»»

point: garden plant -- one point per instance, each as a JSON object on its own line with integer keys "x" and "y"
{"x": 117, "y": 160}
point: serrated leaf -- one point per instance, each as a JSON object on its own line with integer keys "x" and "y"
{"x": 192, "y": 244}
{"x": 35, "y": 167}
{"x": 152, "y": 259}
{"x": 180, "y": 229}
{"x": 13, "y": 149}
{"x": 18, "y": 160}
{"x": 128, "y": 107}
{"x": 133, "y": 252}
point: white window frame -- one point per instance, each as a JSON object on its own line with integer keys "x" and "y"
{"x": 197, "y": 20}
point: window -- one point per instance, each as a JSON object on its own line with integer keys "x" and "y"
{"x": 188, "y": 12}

««
»»

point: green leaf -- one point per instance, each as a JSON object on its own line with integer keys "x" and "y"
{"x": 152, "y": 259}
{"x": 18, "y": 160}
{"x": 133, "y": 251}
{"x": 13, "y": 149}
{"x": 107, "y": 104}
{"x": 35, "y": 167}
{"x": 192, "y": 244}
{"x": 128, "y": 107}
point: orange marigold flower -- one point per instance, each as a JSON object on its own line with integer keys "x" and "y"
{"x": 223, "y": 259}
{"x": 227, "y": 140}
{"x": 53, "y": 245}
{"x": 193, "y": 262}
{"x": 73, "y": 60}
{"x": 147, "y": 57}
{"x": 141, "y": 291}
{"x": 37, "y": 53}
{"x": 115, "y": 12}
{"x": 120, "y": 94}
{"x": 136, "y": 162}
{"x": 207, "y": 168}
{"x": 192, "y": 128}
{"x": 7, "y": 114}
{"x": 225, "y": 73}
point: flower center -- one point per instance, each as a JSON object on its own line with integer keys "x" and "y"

««

-- Stated problem --
Scale the stretch of rows above from the line containing "point: orange marigold" through the line containing "point: flower center", both ends included. Rewrite every line in it, requests unchanged, and multiply each x and y coordinate in the answers by 0.6, rounding to whole numbers with halves going up.

-- Exercise result --
point: orange marigold flower -- one point per instance, each as a JSON object on its own line with integer keys "x" and "y"
{"x": 134, "y": 155}
{"x": 136, "y": 84}
{"x": 32, "y": 147}
{"x": 116, "y": 157}
{"x": 44, "y": 36}
{"x": 88, "y": 34}
{"x": 85, "y": 175}
{"x": 22, "y": 32}
{"x": 69, "y": 7}
{"x": 72, "y": 56}
{"x": 82, "y": 97}
{"x": 124, "y": 101}
{"x": 115, "y": 77}
{"x": 4, "y": 68}
{"x": 135, "y": 44}
point: flower center -- one point per instance, each as a JSON object on its own line with integer keys "x" and "y"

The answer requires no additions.